◆ ИСХОДНЫЙ ТЕКСТ
┄┄┄┄┄┄
Мы с Борисом Владимировичем познакомились буквально в тот момент, когда я стала главным редактором, это был 2002 год, и мы знакомы не были, разговаривали впервые, и Дубин на листе бумаги набросал некую издательскую программу — книги авторов, которые он хотел бы видеть на русском. Из этой программы осуществилось немного, потому что программа была большая, и это были писатели разных стран, но особенно нам удалось сосредоточиться на переводах с польского и испанского, а именно латиноамериканских авторов. Польша как часть Центральной Европы и Латинская Америка как заокеанский дальний край очень интересовали Дубина как неосвоенные русской культурой территории. И нам удалось сделать с Борисом Владимировичем ещё одну книгу, это был кубинский писатель Хосе Лесама Лима, возможно, вы слышите это имя первый раз, но Дубин издал две книги этого писателя: ещё в конце 90-ых годов, а потом у нас. Писатель выдающийся, который прожил уединённую жизнь на Кубе под пятой Кастро, но жил как совершенно свободный человек, издавал лучший в испаноязычном мире журнал «Орихинес», писал эссе по европейской культуре, писал невероятно сложные барочные стихи, которые не только Борисом Владимировичем переведены на русский язык. Когда Лесаму упрекали, что он пишет темно и трудно, он говорил: «Только трудное даёт силу». К этому трудному и стремился, и подтягивал всех, до кого он мог дотянуться из издателей, Борис Владимирович. Книга «О людях и книгах» составлена была уже после его смерти его сыном Антоном Дубиным. Каркас этой книги был задуман самим Борисом Владимировичем: в его компьютере был найден план, и руководствуясь этим планом, Антон собрал те статьи, которые были разрозненны в журналах, интернет-изданиях, но их не было в книге. И такой «сад расходящихся тропинок» мы имеем под одной обложкой.

Н. Солодников: Да, здесь даже если посмотреть разброс в фамилиях — это сборник эссе — в содержании: Сонтаг, Камю, Борхес, тот же Лима, Седакова, Айзенберг…

И. Кравцова: Мария Степанова… Здесь есть разделы, посвящённые зарубежной литературе и русской поэзии, а также отдельно теории перевода.

Н. Солодников: Вот эту книжку я увидел сегодня впервые, хотя она поновее, чем «О людях и книгах». Оказывается, вышел сборник всех его интервью, которые он давал. Про неё два слова…

И. Кравцова: Совершенно верно. В конце 2021-го года к 75-летию его ученики и прежде всего Татьяна Вайзер, которая много делает для издательства «Новое литературное обозрение», те, кто знает книги «НЛО», должны помнить её имя, она была его ученицей и составила этот том, в который вошли статьи о Дубине Елены Петровской, Олега Аронсона, Александра Дмитриева, Бориса Степанова, Ильи Кукулина… То есть это его ученики, которые смогли найти невероятно точные слова для описания этого ещё более невероятного феномена. Здесь интервью, которые Борис Владимирович давал газетам, радио, в толстые журналы… Они посвящены феномену советского и постсоветского человека, они посвящены разговору о культуре, неслучившейся модернизации, исторической памяти и частично книгам, над которыми он работал. Мне бы очень хотелось, чтобы когда-нибудь, может быть, даже когда вы заходите сюда выпить кофе, вы просто взяли одну из этих книг в руки и немножко её полистали, потому что Дубин прекрасно говорил, и это очень живые интервью. Иногда эта характеристика «социолог» немножко пугает, сразу представляешь какие-то таблицы, графики, и таблицы и графики есть в других книгах Бориса Владимировича — в социологических книгах, которые издавало «НЛО», большие книги, фундированные, он был одним из крупнейших социологов российских, но эти книги — иные, здесь мы слышим его живые голос, интонацию, его мысль, которая просто происходит на твоих глазах во время его беседы с задающим вопросы интервьюером.
┄┄┄┄┄┄
◆ ПРЕДОСТАВЛЕННЫЕ МАТЕРИАЛЫ
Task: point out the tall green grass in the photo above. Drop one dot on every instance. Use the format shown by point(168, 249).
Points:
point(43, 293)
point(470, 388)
┄┄┄┄┄┄
◆ ЧТО НУЖНО СДЕЛАТЬ
A – Перепишите дословно фрагмент текста о Борисе Дубине между «Н. Солодников: Да, здесь» и «отдельно теории перевода.» включительно.
B – Продолжите текст о Борисе Дубине, начав сразу после его последнего предложения.
Приведённые строки для работы не понадобятся.

◆ ОЖИДАЕМЫЕ ОТВЕТЫ
A –
Н. Солодников: Да, здесь даже если посмотреть разброс в фамилиях — это сборник эссе — в содержании: Сонтаг, Камю, Борхес, тот же Лима, Седакова, Айзенберг…

И. Кравцова: Мария Степанова… Здесь есть разделы, посвящённые зарубежной литературе и русской поэзии, а также отдельно теории перевода.

B –
Н. Солодников: Живая пульсирующая мысль… Ирина совершенно права, пусть звание «социолог» мы оставим в стороне, это один из самых проницательных, спокойных, мудрых…

И. Кравцова: …и нужных.

Н. Солодников: И нужных интеллектуалов из своих современников. А сейчас спустя годы, видя то, что происходило тогда и происходит сейчас, конечно, бьёшь себя по голове, думаешь, что ж ты раньше… Хорошо, что эти книги есть, надо их читать. Вот эту я себе откладываю, себе забираю [держит в руках «Смысловая вертикаль жизни»].

И. Кравцова: Сохранилось и некоторое количество видеоинтервью, если на YouTube поищете Бориса Дубина…

Н. Солодников: Как жалко, что он не дожил до времени, когда жанр больших интервью прекратился в то, что он сейчас: столько прекрасных интервьюеров, которые могли бы с ним поговорить…

И. Кравцова: Успели только Дуня Смирнова с Татьяной Толстой.

Н. Солодников: Ну, другой жанр…

И. Кравцова: Конечно.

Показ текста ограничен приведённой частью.